Voci dei contorni:
____________
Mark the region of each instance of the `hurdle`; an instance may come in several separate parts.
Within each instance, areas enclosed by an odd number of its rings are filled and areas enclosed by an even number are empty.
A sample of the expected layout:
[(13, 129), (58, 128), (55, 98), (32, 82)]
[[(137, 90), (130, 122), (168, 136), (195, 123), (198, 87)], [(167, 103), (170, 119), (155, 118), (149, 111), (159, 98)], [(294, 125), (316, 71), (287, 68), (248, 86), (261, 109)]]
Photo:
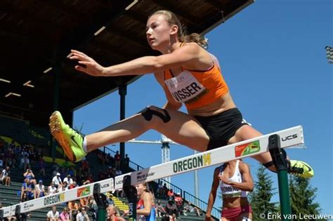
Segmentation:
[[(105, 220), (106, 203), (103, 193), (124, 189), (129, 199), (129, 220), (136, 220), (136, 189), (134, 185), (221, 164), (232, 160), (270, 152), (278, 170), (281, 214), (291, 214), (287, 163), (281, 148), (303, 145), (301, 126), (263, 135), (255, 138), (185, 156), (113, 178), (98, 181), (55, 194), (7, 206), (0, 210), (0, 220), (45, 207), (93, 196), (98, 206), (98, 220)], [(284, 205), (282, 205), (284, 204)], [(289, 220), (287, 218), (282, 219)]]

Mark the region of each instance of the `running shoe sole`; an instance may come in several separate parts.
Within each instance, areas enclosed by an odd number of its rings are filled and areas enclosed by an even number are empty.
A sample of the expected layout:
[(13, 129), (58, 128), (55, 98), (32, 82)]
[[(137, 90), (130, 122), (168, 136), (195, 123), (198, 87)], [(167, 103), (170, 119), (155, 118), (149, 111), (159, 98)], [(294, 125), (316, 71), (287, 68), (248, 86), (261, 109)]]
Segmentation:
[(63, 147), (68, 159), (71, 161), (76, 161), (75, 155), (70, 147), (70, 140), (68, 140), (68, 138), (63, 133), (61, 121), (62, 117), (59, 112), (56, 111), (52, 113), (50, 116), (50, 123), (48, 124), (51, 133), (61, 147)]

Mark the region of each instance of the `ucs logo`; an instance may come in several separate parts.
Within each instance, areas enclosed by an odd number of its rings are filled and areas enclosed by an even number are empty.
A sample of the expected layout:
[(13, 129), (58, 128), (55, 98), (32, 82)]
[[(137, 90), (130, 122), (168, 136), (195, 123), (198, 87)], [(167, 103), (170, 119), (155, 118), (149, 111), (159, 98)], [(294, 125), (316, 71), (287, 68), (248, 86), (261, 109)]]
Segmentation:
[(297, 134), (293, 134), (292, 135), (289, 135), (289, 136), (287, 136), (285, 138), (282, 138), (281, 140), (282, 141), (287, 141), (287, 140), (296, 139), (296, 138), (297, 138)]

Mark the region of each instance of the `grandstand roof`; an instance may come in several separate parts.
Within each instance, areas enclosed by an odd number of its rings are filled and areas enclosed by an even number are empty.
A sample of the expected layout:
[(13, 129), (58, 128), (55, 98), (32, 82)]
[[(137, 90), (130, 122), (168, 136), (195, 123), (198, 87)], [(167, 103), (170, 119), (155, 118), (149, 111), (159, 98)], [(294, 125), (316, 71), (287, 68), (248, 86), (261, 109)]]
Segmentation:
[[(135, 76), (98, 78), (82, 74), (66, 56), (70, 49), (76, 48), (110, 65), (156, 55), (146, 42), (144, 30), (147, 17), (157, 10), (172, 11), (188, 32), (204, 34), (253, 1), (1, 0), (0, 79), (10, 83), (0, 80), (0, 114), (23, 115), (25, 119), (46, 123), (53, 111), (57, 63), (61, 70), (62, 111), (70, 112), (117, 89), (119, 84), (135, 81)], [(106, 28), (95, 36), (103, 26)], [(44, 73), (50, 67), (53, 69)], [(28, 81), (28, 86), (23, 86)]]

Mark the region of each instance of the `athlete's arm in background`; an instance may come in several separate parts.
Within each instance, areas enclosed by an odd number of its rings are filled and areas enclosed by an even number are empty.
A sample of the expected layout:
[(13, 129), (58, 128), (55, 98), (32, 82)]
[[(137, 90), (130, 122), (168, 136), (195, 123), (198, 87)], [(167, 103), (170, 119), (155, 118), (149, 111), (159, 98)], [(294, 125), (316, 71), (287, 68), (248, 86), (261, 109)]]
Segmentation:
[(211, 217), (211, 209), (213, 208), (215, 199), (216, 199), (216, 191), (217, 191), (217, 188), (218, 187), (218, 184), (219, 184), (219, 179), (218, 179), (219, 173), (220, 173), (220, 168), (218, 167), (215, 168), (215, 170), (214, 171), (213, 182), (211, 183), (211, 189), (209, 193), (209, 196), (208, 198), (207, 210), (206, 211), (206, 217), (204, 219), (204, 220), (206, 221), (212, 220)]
____________
• ISTRUZIONI DEL COMPITO:
Mostri ogni riga delle voci che contiene la stringa "parts", distinguendo tra maiuscole e minuscole.

• RISULTATO DEL COMPITO:
Mark the region of each instance of the `hurdle`; an instance may come in several separate parts.
Mark the region of each instance of the `running shoe sole`; an instance may come in several separate parts.
Mark the region of each instance of the `ucs logo`; an instance may come in several separate parts.
Mark the region of each instance of the `grandstand roof`; an instance may come in several separate parts.
Mark the region of each instance of the `athlete's arm in background`; an instance may come in several separate parts.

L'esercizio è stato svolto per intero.